Le 27 octobre prochain, les associations représentant les professionnels des Affaires publiques (AFCL, APAP Jeunes lobbyistes) organiseront une conférence pour discuter de la mise en place de la Loi Sapin II et de ses perspectives d’amélioration. À cette occasion, nous avons demandé à Laurent Mazille, Président de l’APAP (Association des professionnels des affaires publiques) et Directeur des Affaires publiques de Transdev, de revenir sur la perception de nos métiers et les normes de déontologie et d’éthique applicables à ce secteur d’activité.
Comment améliorer l’image des « représentants d’intérêt » ou « professionnels des Affaires publiques », aujourd’hui enfermés dans des représentations parfois caricaturales du métier ?
Je dirais que le métier dit « de lobbyiste » dérive d’une expression qui, dans le langage populaire et journalistique français, est plutôt connotée négativement.

● **Données fournies**
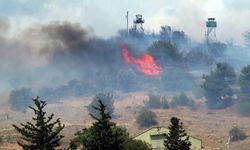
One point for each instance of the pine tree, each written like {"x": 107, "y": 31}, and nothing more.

● **Consigne**
Les affirmations 1., 2. et 3. ci-dessous concordent-elles avec le texte fourni ? Répondez à chacune par oui ou par non, en citant textuellement les mots du texte qui permettent de trancher.
1. La conférence évoquée aura lieu le 27 octobre.
2. Laurent Mazille est président de l'AFCL.
3. L'expression dont dérive le métier « de lobbyiste » est connotée positivement dans le langage populaire et journalistique français.
Ces données constituent un matériel indépendant du texte fourni.

● **Réponse attendue**
1. Oui : « Le 27 octobre prochain ».
2. Non : « Président de l’APAP (Association des professionnels des affaires publiques) ».
3. Non : « est plutôt connotée négativement ».